Actions to take
1) In the commentary on Gov. Dunleavy's first year below, rewrite the paragraph beginning "With the budget due out in 10 days" more briefly, keeping its main facts.
2) Put this sentence from the commentary on Gov. Dunleavy's first year below into Spanish: "It was shockingly short-sighted, callous and un-Alaskan."
3) Quote everything from "Dunleavy’s approach, meanwhile, has" down to "Alaskans by surprise." in the commentary on Gov. Dunleavy's first year below, word for word.

____ Page excerpt

Gov. Michael J. Dunleavy finally did a round of interviews with Alaska-based media to mark his first year in office, pledging a more robust communication effort with Alaskans.
“I could’ve done a much better job at communicating,” he told the Alaska Journal of Commerce in a Dec. 2 interview. “I’ll be the first to admit that.”
To that front, Dunleavy promised—but has yet to publicly announce a schedule for—a new round of roadshow meetings with “all the communities, communities that have been effected and meeting with any and every group there is.”
But don’t take that as a complete 180, a return to the kind of community we saw a year ago on his inauguration day.
“What I want to hear from these folks once they get done venting is what they want Alaska to look like,” he said. “What are we willing to do to get to that point for Alaska to look like that?”
He doesn’t talk about what he means by “venting,” but if you’ve had the stomach to wade through the governor’s many recent appearances on right-wing national media, then it’s probably a safe assumption that he’s talking about the recall.
The recall effort, the thousands of protestors and the hundreds and hundreds of hours of public testimony and input is an attempt by Alaskans to spell out what they would like Alaska to look like.
Does that mean nearly 50,000 Alaskans need give up on the recall campaign before he’ll talk with them?
The dismissive language is the precisely the problem many Alaskans—and not just the Democrats he’s claimed to the national audience—have had with Dunleavy and is what has fueled the remarkable energy behind the recall campaign.
Dunleavy spent his first year in office dismissing the public testimony, demonstrations and protests of thousands as some kind of “special interest” that was unrepresentative of Real Alaskans. Even in the committee rooms of the Alaska Legislature, Dunleavy’s administration stonewalled and scoffed at the notion that the administration should be concerned with impact his policies would have on local communities.
With the budget due out in 10 days and the legislative session set to begin late next month, there’s not a whole lot of time left for the kind of robust conversation. And that’s not to mention that many of the key positions of the administration—budget director, revenue commissioner and press secretary—are either empty or are filled with temporary hires.
In the interim of former Gov. Bill Walker’s first year in office, the administration convened a budget summit on the campus of the University of Alaska Fairbanks that brought together more than a hundred people from all sectors of Alaska to discuss what Alaska should look like after the floor fell out of oil prices.
The event wasn’t an opportunity for Walker or his political allies to lecture the audiences about the budget and constitutional amendments, but a place for Alaskans who didn’t see eye-to-eye to meet, talk and work together. Did it solve everything and was everyone happy? Of course not, but it was a sincere attempt at consensus building as Alaska faced a dire financial outlook.
Dunleavy’s approach, meanwhile, has been a top-down approach concocted with a budget director with no ties to the 49th state. By most accounts, the vetoes delivered at the 11th hour came as a surprise to many even within state government let alone the people affected by the cuts. It certainly caught Alaskans by surprise.
After the start of the fiscal year on July 1, we heard stories about seniors going hungry with the abrupt termination of the senior benefits program and others reliant on the state’s social safety nets saw their benefits erased overnight, leaving at least one man without teeth.
It was shockingly short-sighted, callous and un-Alaskan.
Dunleavy later claimed he was just starting a conversation with the very real cuts.

________
____ Entries provided

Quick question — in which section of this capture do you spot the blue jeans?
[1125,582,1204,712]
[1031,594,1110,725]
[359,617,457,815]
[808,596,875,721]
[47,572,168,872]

________
____ Entries provided

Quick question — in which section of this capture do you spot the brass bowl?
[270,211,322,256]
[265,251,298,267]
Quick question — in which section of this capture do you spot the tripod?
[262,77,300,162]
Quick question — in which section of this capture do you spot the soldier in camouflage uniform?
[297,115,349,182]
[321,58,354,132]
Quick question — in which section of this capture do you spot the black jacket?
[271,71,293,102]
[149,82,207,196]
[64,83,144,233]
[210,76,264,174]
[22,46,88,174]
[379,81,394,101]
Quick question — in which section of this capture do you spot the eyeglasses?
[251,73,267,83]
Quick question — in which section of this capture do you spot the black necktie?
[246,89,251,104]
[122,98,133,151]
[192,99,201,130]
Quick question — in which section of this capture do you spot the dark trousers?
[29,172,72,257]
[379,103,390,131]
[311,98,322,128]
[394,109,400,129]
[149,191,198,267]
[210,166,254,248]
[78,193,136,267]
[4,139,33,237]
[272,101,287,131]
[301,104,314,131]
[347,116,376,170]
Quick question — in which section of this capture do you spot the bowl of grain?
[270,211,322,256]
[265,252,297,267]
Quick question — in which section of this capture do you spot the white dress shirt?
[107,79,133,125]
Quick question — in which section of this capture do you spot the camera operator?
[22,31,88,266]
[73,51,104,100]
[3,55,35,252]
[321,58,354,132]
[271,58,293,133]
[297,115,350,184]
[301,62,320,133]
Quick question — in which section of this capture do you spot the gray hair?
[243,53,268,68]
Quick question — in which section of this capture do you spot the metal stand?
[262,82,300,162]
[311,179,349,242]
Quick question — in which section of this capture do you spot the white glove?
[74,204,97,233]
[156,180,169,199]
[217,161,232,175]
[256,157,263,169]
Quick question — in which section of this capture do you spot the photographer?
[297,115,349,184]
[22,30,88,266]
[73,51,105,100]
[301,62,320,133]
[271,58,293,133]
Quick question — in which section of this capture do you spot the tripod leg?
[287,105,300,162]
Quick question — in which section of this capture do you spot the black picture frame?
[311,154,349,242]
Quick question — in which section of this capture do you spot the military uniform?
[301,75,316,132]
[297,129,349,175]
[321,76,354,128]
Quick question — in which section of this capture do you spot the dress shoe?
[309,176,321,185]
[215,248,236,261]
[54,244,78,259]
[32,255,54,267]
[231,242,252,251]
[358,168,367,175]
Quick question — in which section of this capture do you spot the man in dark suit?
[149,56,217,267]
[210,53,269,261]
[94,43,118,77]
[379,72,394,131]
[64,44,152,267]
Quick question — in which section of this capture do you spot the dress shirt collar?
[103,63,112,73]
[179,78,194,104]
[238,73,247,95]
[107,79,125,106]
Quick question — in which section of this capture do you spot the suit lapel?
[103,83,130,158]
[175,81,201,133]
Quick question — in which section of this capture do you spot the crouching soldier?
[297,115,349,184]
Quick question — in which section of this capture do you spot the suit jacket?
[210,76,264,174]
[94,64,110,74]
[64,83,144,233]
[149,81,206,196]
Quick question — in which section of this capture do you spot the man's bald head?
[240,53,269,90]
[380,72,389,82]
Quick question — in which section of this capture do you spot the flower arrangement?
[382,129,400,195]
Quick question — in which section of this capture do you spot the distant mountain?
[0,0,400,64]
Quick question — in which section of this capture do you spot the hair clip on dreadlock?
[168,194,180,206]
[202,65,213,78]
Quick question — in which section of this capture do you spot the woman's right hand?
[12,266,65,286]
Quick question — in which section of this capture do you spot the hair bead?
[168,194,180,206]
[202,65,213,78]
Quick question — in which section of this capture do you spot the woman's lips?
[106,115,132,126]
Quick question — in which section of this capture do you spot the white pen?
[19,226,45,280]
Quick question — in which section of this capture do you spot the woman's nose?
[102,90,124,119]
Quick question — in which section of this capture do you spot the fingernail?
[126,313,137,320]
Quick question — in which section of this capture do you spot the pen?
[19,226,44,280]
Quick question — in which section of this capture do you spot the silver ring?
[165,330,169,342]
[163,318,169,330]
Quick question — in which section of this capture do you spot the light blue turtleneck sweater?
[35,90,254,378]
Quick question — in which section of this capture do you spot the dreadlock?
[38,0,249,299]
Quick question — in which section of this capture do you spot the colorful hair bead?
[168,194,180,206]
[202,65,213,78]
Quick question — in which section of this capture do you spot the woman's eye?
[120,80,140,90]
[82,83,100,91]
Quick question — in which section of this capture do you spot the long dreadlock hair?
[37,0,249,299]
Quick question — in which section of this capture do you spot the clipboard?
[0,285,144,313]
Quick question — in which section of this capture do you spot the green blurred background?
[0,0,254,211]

________

The results
1) The budget is due in 10 days and the legislative session starts late next month, so little time remains for a robust conversation. Key administration posts (budget director, revenue commissioner and press secretary) are also either vacant or held by temporary hires.

2) Fue asombrosamente corto de miras, insensible y ajeno al espíritu de Alaska.

3)
Dunleavy’s approach, meanwhile, has been a top-down approach concocted with a budget director with no ties to the 49th state. By most accounts, the vetoes delivered at the 11th hour came as a surprise to many even within state government let alone the people affected by the cuts. It certainly caught Alaskans by surprise.